(Directions for this task) Copy each of the records below word for word, leaving out the pictures.

(Dataset rows)
————
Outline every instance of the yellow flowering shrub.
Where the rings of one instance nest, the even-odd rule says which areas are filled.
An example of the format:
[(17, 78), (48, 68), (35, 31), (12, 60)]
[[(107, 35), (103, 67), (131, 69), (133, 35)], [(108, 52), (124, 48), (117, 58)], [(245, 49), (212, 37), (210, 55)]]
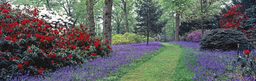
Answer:
[[(113, 44), (137, 43), (145, 41), (147, 41), (146, 38), (132, 33), (125, 33), (123, 35), (120, 34), (115, 35), (112, 38)], [(154, 41), (154, 39), (149, 37), (149, 41)]]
————
(Reply to the exercise)
Outline every instance of the yellow flowering shrub.
Where the rings of one instance nest, the even-odd rule says which areas are filled.
An example of the format:
[(17, 78), (48, 68), (35, 31), (12, 60)]
[[(107, 35), (103, 67), (131, 69), (133, 35)], [(108, 52), (124, 48), (117, 58)], [(245, 49), (212, 37), (210, 55)]]
Answer:
[[(113, 44), (137, 43), (145, 41), (147, 41), (146, 38), (132, 33), (125, 33), (123, 35), (120, 34), (115, 35), (112, 38)], [(154, 41), (154, 39), (149, 37), (149, 41)]]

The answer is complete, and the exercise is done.